**Aim of the task**
Please find the lines in the entries below that contain the word "browned", and copy each one.

=== Section Start ===

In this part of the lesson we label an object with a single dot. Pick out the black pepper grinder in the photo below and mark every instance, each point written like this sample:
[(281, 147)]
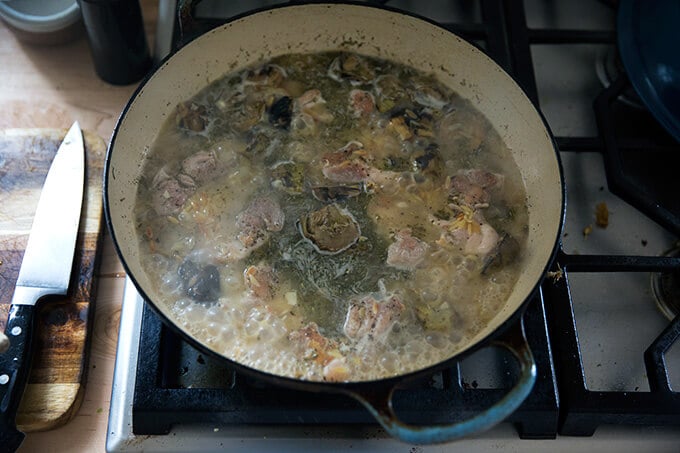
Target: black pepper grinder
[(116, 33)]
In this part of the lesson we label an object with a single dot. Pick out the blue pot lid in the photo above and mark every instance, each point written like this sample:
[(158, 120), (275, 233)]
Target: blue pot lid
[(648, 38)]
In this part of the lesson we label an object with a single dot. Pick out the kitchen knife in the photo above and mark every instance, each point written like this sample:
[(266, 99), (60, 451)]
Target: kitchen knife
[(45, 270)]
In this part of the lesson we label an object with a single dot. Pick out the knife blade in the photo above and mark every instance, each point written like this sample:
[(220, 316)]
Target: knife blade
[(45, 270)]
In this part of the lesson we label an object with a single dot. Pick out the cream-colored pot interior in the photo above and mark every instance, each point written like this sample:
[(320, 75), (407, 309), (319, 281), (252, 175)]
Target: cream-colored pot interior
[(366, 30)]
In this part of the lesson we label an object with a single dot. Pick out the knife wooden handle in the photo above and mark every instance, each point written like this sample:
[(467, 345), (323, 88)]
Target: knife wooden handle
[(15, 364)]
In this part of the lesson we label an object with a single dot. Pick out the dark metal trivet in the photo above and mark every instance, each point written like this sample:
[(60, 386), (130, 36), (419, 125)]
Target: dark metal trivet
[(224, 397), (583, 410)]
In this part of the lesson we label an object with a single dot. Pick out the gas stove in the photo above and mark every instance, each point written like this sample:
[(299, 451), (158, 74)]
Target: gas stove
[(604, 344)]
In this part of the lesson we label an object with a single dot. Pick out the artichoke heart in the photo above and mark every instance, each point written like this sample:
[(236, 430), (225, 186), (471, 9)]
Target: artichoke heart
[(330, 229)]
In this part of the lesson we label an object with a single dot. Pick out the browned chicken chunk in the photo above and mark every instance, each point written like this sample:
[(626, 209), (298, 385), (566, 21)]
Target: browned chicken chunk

=== Section End ===
=== Section Start ===

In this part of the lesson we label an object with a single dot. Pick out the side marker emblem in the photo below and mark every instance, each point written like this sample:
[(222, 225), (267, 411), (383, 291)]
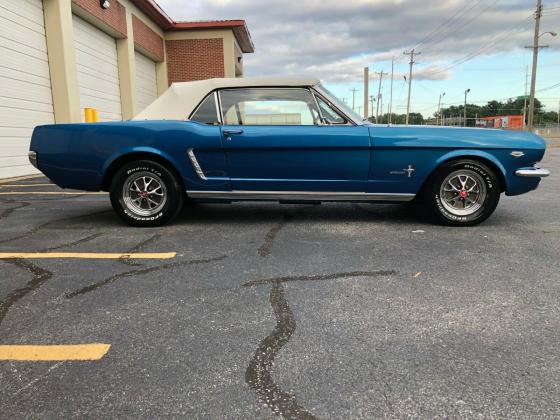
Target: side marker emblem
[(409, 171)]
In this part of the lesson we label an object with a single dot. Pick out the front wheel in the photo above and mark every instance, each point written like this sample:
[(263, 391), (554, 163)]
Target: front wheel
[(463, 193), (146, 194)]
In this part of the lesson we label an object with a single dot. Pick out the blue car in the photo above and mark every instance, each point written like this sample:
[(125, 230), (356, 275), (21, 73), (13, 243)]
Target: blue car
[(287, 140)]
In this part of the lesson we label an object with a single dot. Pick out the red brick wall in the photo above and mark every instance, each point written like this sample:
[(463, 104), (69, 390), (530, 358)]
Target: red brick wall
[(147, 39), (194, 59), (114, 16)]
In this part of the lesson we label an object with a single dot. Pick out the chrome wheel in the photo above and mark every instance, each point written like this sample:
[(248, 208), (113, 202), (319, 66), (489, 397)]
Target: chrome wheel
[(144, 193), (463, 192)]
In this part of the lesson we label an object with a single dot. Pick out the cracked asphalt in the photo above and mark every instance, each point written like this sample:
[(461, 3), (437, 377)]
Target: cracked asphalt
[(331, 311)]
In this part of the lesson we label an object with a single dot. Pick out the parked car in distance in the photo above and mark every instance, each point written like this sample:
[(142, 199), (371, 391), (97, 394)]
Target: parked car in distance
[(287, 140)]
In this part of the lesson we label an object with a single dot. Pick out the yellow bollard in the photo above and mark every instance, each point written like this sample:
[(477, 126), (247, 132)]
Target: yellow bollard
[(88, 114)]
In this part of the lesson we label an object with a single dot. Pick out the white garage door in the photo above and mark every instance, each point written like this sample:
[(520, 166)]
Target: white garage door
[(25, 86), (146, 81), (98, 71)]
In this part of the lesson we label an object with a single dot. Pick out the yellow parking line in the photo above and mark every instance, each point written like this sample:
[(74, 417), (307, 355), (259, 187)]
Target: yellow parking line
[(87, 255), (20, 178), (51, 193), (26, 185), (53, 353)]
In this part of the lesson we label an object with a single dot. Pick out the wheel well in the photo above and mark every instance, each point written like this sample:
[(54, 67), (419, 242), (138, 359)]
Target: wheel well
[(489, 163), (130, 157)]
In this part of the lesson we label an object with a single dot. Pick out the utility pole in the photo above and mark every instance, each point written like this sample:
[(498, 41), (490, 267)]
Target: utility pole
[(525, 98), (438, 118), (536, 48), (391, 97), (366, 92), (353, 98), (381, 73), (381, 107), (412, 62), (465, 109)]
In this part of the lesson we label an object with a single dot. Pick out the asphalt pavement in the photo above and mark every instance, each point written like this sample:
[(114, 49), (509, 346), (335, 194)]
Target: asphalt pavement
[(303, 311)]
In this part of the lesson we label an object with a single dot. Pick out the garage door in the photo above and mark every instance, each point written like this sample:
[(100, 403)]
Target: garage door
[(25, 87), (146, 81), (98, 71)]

=== Section End ===

**Solution for this task**
In this part of the lesson we label an object with a single dot. Pick out the browned chicken chunk in the photo above and mark every instance, each point written like this sample:
Target: browned chicken chunk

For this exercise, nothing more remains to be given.